Job A: In the "Re Campero" post, why does the stable crew spread animal fat on the reins and then scrape it off between two planks of wood?
Job B: Extend the "Re Campero" post with a further paragraph that picks up after its final sentence.

Quoted passage:
START
• Alice Whaley

"Re Campero"

Updated: Apr 15



This afternoon, Carlos taught me how to tie up a horse’s tail using hair and spit alone. Mateo stood back, hands on hips, and admired the result.

Re campero!” he says, “Now that’s country!”

He used the same word when he admired Carlos’s knife, when he refused to change his espadrilles for riding boots, and when came back from town with a new leather strap immaculately crafted from cow-gut leather (cuero) plaited in the round. Re campero. The strap was for his necklace, which sports the emblem of his football team.


Most campero of all, of course, is practicality, simplicity, and humility, both in objects and in actions. That’s the real difference between the two sets of horses that roam the estancia, and the two groups of people that care for them. The first set is Carlos, Mateo, and I, who work in an elegant stable yard, looking after the trekking horses, and taking tourists riding. There's a vase of flowers in the tack room. Huge photographs of handsome horses hang on the walls, for sale. The great poets of folklore music, whose words echo around the stable yard every afternoon, never sang about tourism, but this is what ‘working with horses’ means today, and elements of the campero do remain. Spreading animal-fat on the reins, then scraping it off between two planks of wood is the best way to care for the cuero, so that’s what we do. Carlos’ sombero keeps off the sun, his boots protect his legs, and the knife that lives in his belt gets used almost every day. Our work may be untraditional, but the traditional is essential to our work.



The second set of horses is the polo ponies. The grooms are three guys in their 20s, mad about surfing and even more mad about polo. When the surf-cowboys greeted me this afternoon, ready to tack up and train the horses, all three were wearing board shorts with their riding boots, topped off with a baseball-cap, a sombrero, and a floppy fishing hat. I giggled, and Capataz shrugged. “What?” he said, “It’s hot.” The aesthetic may not be old-school campero, but the philosophy is.
END
Given material:
START
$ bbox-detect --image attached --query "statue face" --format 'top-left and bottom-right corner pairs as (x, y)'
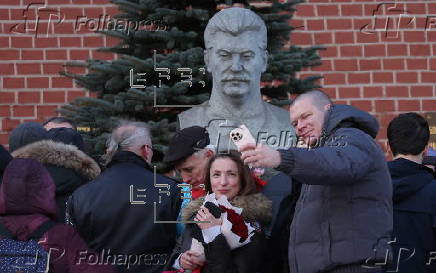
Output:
END
Task output A: They do it because it is the best way to care for the cuero, the leather the reins are made of. The post presents this as one of the campero practices that remain in their work with the trekking horses.

Task output B:
There’s no heating in the shipping container where the grooms live, and the stove’s not great either. Nobody complains because we love the alternative. In the evenings, after we’ve unpacked the saddles from the pick-up, fed the horses, and let them loose for the night, we sit around a campfire with a beer and a guitar, singing folklore and old cowboy tunes. We’re all wearing bombachas rather than Levi’s, but all the same, singing Country music doesn’t feel so silly when your trousers really are faded by the sun and ripped through working. Once the usual repertoire runs out, Bautista starts to play a simple riff, and Santi treats us all to a payada. It’s an improvised story-song, a cornerstone of folklore; half-sung, half-spoken, and always punctuated by shrieks of laughter from the rest of us. The Greats sang payadas about beautiful fat cows, and wise eagles. Santi takes the piss of the tiny fish Capataz caught, or the fantastic fall Rafa took in today’s polo.



One day, it was just Carlos, Mateo, and I sitting by the fire while we waited for the lamb to cook, and for the others to arrive. Mateo had some folklore on Spotify, and they were both talking me through the importance of the lyrics, line by line.


Once, watching the bugs in the countryside,

I noticed that the butterflies and the bees

Don’t choose the prettiest flowers

To stop and sit upon.

From them I learnt that the beautiful is what’s inside.


It was that night that Carlos looked me solemnly in the eye and handed me a well-thumbed copy of La Biblia Gaucha, ‘The Cowboy Bible’. The pale yellow cover shows only the silhouette of a man in a sombrero, pouring maté tea. That man on the cover, pouring the maté, he’s still with us. He told the stories, he’s in the stories, and he’s still reading the stories; handing them to English girls with a growing love for el campero.



The Matron’s Birthday (El Santo de “La Vieja”)

from La Biblia Gaucha, Javier de Viana (1925), trans. by Alice Whaley


Primroses reign. The sky, heavenly blue and fluted with gold, caresses the green countryside with her lustrous warmth, whilst constellations of colourful little flowers tumble over the prairie.


The birds, in festive spirit, have abandoned the humid twilit forest. They throw themselves across the placid air in wayward rings, drunk on light and scent.


And once again, Love - the root of life, a tender seed - emerges from the fertile belly of mother earth, from inexhaustible youth.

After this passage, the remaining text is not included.